**Given problem:** According to the Spring Hill restaurant review, how many years was Mark Fuller head chef at Dahlia Lounge?

Originally published Friday, August 15, 2008 at 12:00 AM
Restaurant review
Let your taste buds savor every moment at Spring Hill
Spring Hill, the new West Seattle restaurant opened by Mark Fuller (former head chef at Dahlia Lounge) and Marjorie Chang Fuller, raises the bar with intriguing, delicious cuisine.
Special to The Seattle Times
ROSS MANTLE / THE SEATTLE TIMES
Among the small-plate offerings is "beef steak hot & cold," a wood-grilled rib-eye cap steak and raw steak tartare split by potato cracklings.
ROSS MANTLE / THE SEATTLE TIMES
Mark Fuller, left, chef and co-owner of Spring Hill in West Seattle, was head chef at Dahlia Lounge for five years.
Spring Hill
Contemporary American
4437 California Ave. S.W., Seattle
206-935-1075
Reservations: Recommended.
Hours: Dinner 5:45-11 p.m. Tuesdays-Sundays.
Prices: $$$ (Plates $6-$29)
Drinks: Provocative cocktails with house-made mixers; short, smart wine list; locally sourced beers, sodas, coffee.
Parking: On street.
Sound: Loud.
Who should go: A must for the food cognoscenti.
Credit cards: All major.
Access: No obstacles.
Sample menu
| Duck egg yolk raviolo | $9 |
| Cold cioppino | $12 |
| Grits and wood-grilled prawns | $14 |
| Handmade tagliatelle | $19 |
| Sautéed halibut | $24 |
Sometimes a restaurant comes along that is capable of rousing the most exhausted palate, beguiling the most jaded restaurant-goer and rendering normally loquacious diners speechless. Spring Hill is one of those.
Halfway through my first meal at Mark Fuller and Marjorie Chang Fuller's new West Seattle restaurant, conversation at my table all but ceased except for an occasional invoking of the deity ("Oh, my God.") as we savored one bite after another.

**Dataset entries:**
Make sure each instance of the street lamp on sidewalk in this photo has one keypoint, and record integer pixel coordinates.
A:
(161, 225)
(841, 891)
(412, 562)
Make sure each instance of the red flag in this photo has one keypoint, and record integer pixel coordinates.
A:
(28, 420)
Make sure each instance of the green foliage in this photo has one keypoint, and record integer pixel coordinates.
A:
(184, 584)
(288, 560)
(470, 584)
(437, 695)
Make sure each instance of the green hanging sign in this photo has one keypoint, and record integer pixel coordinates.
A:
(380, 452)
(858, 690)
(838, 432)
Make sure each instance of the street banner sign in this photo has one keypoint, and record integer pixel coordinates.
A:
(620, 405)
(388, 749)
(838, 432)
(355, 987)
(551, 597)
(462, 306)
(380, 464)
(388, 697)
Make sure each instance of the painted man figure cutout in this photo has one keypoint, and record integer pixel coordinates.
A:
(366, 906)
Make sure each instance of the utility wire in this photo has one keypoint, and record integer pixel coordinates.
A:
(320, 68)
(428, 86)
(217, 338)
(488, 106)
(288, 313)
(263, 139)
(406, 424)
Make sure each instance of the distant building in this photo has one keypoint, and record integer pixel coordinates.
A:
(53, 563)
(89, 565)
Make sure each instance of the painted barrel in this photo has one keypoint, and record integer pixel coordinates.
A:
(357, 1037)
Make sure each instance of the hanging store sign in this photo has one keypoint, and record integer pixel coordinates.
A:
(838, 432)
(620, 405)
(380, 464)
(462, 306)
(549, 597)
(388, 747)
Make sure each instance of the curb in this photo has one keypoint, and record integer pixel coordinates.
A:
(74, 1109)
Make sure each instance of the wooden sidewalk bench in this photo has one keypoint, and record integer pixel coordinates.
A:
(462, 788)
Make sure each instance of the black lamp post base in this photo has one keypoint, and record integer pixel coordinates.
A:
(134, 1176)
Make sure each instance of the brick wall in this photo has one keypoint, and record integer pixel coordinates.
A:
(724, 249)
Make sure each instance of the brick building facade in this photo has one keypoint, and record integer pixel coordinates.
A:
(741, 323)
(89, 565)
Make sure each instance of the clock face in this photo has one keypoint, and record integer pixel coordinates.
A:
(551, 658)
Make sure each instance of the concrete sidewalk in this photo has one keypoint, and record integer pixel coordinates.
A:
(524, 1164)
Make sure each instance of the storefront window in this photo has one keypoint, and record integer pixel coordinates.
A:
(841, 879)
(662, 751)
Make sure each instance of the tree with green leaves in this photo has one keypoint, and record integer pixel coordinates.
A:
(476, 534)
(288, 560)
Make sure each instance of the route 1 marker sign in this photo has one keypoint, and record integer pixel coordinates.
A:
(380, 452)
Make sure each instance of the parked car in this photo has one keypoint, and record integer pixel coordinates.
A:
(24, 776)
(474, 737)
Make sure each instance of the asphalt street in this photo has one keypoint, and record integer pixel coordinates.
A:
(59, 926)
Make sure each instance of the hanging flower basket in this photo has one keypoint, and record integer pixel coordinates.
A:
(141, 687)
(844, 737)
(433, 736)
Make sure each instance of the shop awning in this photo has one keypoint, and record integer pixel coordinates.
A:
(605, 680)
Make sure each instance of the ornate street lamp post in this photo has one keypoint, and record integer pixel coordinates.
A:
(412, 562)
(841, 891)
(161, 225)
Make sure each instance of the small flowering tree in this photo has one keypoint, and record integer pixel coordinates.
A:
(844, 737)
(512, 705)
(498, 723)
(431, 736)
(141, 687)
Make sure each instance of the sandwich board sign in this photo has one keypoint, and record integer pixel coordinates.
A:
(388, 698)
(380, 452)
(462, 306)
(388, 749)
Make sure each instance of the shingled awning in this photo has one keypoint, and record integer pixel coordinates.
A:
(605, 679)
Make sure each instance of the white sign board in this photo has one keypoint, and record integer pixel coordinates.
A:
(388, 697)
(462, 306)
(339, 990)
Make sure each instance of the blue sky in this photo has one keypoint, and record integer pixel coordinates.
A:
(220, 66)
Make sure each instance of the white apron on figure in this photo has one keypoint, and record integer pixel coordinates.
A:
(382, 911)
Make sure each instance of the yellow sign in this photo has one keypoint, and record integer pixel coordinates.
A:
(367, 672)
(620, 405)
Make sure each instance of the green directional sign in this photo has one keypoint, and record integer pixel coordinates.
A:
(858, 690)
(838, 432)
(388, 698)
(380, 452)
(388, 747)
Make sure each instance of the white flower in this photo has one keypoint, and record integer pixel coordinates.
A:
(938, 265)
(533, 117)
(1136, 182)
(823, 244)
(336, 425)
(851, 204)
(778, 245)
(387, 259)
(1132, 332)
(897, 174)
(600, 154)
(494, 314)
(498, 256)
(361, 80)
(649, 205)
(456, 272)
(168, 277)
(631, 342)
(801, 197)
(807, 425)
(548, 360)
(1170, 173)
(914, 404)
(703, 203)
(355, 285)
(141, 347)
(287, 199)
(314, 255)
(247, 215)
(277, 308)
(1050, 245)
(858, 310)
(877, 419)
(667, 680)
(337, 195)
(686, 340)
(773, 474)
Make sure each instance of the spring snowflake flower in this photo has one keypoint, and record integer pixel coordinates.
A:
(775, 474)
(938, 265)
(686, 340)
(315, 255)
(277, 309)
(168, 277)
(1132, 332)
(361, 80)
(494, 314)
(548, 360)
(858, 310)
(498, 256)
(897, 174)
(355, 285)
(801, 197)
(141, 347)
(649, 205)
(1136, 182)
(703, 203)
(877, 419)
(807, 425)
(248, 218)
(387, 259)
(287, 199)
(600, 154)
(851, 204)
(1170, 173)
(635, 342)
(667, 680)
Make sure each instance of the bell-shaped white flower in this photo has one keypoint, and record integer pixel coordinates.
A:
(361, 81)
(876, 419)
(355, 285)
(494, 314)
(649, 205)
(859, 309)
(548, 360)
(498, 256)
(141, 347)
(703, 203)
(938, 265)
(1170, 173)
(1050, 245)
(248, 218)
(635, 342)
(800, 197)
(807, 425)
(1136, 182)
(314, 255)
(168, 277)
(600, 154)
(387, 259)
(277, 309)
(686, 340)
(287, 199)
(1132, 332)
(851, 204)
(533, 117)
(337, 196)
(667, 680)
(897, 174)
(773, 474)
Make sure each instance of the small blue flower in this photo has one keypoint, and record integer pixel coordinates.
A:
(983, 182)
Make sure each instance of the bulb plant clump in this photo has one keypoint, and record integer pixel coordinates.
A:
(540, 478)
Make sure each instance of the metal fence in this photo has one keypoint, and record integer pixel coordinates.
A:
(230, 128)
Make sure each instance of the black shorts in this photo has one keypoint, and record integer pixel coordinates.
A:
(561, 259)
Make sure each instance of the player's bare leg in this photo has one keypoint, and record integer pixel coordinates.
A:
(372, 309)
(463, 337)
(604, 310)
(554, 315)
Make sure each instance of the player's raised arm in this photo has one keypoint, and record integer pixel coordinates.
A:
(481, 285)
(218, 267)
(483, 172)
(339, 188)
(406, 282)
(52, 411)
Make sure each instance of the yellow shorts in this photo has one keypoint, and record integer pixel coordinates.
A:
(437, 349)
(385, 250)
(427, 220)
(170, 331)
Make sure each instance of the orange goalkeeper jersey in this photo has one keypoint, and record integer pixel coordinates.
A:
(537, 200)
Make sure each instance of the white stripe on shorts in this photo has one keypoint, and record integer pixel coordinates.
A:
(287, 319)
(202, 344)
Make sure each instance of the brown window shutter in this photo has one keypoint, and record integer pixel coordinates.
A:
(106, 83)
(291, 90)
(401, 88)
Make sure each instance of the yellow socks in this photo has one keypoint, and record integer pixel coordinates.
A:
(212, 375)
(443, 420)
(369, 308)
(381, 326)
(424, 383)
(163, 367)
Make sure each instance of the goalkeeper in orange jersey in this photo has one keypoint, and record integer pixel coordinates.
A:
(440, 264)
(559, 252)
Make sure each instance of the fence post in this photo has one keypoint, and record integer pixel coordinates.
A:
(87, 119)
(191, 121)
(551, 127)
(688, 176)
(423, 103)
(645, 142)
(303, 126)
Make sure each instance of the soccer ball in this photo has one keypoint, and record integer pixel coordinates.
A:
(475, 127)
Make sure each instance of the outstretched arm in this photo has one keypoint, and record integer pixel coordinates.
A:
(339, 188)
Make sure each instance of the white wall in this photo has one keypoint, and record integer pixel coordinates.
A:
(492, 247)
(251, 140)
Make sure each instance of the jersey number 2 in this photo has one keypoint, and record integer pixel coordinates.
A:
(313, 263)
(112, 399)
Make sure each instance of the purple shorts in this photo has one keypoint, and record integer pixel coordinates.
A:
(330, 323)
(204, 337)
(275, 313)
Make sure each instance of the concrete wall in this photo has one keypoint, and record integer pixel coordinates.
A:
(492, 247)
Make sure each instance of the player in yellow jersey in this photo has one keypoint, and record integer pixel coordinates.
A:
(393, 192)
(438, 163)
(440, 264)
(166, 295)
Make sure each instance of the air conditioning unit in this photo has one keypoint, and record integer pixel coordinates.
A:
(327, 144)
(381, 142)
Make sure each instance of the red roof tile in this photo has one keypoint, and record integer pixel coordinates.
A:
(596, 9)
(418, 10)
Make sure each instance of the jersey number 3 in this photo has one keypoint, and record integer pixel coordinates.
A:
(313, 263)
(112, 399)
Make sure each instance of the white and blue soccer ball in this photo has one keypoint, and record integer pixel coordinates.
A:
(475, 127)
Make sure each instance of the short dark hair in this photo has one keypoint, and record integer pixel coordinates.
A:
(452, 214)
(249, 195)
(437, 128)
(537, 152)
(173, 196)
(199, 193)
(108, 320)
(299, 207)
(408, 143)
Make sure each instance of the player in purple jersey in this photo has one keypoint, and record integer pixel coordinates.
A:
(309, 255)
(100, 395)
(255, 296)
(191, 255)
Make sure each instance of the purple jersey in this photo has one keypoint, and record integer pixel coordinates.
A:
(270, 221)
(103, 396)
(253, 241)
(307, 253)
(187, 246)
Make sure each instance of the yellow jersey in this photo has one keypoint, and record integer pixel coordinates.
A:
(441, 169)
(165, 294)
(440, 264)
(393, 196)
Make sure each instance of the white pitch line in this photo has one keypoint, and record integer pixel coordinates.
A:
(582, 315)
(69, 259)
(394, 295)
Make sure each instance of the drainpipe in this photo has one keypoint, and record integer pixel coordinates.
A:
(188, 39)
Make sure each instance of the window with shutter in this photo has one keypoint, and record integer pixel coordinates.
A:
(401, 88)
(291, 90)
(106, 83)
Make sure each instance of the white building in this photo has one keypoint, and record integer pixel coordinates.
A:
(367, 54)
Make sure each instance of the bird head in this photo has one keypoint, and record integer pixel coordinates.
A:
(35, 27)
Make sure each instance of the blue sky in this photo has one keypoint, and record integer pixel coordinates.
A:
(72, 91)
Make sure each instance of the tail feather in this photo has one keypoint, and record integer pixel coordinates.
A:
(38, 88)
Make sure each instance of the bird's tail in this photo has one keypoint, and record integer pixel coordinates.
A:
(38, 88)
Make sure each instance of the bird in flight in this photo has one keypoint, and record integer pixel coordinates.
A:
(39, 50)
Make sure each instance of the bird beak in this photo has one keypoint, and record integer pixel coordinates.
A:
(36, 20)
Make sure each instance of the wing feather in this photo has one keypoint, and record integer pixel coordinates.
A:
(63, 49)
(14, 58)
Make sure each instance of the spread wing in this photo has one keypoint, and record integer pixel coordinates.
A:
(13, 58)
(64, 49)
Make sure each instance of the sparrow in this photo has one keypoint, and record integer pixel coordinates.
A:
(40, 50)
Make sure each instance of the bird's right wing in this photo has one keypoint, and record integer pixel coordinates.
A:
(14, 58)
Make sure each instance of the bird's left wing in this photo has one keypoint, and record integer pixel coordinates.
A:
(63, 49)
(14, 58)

**Reply to the task:** Five years.